- Exercise tasks -
[1] Answer these questions about the Zoomquilt II thread.
(a) How many interlocking frame images does the quoted description give for the original Zoomquilt?
(b) In which formats does the quoted description say the project is available?
(c) What did gigantes only later notice can be used to control the movement in Zoomquilt II?
[2] Revise the Zoomquilt II thread, starting with "Lovecraft met Alice" and going on through "spinning. Very cool!". Give that part again with "Disneyland" replaced by "Coney Island".

- Passage shown -
———

# Zoomquilt II is released (online).



## gigantes (Mar 19, 2007)

from WP:


> ZOOMQUILT is a Internet-popular (113,000 hits on Google as of 1-3-2007) collaborative art project from 2005. It involves the use of optical illusion, and a series of interlocking frame images (46 in total), to create a never-ending series of images when compiled in a programmed loop. It is available in web, Adobe Flash, and Microsoft Windows screensaver formats.



the original: (use your mouse)
www.zoomquilt.org

zoomquilt II, the new one:
Zoomquilt 2


----------



## Nesacat (Mar 19, 2007)

Thanks Gigantes. I loved the original and this new one looks equally amazing. Now you know what newspaper editors really do at work.


----------



## j d worthington (Mar 19, 2007)

Oh, indeed! Thank you very much, gigantes. I'd not seen the original... but oh, my... what detail! (And the darned computer still seems to want to run away from me now.... )


----------



## Nesacat (Mar 19, 2007)

Lovecraft met Alice in Wonderland and they all went to Disneyland. It's hypnotic.


----------



## Dr. Atomic (Mar 19, 2007)

Wow. That was nuts... My brain's still spinning. Very cool!


----------



## gigantes (Mar 20, 2007)

oh!  i didn't even realise that you can use the slider thing on the left to control the movement in zoomquilt II.


----------

———

- Extracted data -
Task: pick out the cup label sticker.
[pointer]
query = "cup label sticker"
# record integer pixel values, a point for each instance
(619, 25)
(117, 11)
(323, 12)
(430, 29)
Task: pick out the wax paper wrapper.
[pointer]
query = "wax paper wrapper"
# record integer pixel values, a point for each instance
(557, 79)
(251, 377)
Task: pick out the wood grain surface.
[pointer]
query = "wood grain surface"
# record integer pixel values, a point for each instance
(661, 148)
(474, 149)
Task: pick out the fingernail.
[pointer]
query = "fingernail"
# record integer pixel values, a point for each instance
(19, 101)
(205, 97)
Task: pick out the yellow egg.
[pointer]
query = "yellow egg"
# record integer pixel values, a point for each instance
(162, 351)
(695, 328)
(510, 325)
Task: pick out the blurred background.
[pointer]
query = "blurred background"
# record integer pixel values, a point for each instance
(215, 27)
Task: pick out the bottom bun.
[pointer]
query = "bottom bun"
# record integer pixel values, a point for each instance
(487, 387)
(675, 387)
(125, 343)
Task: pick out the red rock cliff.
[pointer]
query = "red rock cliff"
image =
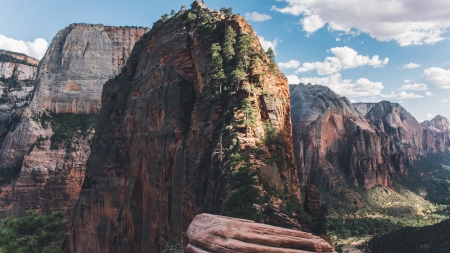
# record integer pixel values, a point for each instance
(335, 144)
(169, 143)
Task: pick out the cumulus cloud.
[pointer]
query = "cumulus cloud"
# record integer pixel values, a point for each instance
(34, 49)
(405, 21)
(343, 87)
(257, 17)
(267, 43)
(439, 77)
(344, 58)
(292, 64)
(401, 95)
(411, 66)
(416, 86)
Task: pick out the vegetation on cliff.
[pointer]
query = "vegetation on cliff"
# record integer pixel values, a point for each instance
(33, 233)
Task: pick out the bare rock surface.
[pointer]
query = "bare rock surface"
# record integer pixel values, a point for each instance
(167, 143)
(335, 143)
(219, 234)
(50, 152)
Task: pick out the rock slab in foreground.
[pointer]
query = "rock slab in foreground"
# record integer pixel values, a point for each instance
(212, 233)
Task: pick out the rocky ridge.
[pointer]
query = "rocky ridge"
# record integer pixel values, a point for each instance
(51, 143)
(17, 72)
(335, 143)
(176, 139)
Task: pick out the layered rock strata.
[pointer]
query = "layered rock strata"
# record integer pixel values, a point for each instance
(211, 233)
(17, 72)
(169, 143)
(335, 143)
(51, 143)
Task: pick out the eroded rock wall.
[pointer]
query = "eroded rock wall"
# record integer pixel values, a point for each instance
(168, 142)
(334, 143)
(51, 143)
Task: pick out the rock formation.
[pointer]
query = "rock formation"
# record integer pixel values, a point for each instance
(211, 233)
(51, 143)
(334, 143)
(176, 138)
(17, 72)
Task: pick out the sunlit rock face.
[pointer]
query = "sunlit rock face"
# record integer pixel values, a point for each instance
(164, 146)
(51, 142)
(334, 143)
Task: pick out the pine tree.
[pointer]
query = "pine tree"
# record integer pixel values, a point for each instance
(228, 44)
(245, 50)
(249, 114)
(217, 73)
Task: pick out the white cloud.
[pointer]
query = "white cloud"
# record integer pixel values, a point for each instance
(411, 66)
(401, 95)
(408, 22)
(292, 64)
(439, 77)
(312, 23)
(267, 43)
(35, 49)
(430, 115)
(416, 86)
(344, 58)
(258, 17)
(344, 87)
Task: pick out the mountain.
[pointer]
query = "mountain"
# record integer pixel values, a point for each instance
(436, 125)
(405, 131)
(17, 73)
(176, 137)
(334, 143)
(43, 158)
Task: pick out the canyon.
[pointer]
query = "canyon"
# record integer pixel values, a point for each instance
(139, 135)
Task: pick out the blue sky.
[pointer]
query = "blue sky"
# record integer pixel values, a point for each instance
(366, 50)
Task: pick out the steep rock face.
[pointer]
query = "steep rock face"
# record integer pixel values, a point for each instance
(404, 130)
(335, 143)
(211, 233)
(18, 66)
(169, 143)
(17, 72)
(51, 143)
(436, 125)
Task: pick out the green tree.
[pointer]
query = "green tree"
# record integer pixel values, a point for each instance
(228, 44)
(165, 17)
(249, 114)
(237, 75)
(245, 50)
(227, 11)
(270, 54)
(34, 233)
(217, 73)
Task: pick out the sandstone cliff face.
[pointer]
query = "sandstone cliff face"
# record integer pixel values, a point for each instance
(211, 233)
(404, 130)
(335, 143)
(17, 72)
(169, 144)
(51, 143)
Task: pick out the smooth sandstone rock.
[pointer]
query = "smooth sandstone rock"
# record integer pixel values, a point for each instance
(219, 234)
(80, 59)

———

- Solutions to the exercise -
[1]
(a) 46
(b) Web, Adobe Flash, and Microsoft Windows screensaver formats
(c) The slider thing on the left

[2]
Lovecraft met Alice in Wonderland and they all went to Coney Island. It's hypnotic.


----------



## Dr. Atomic (Mar 19, 2007)

Wow. That was nuts... My brain's still spinning. Very cool!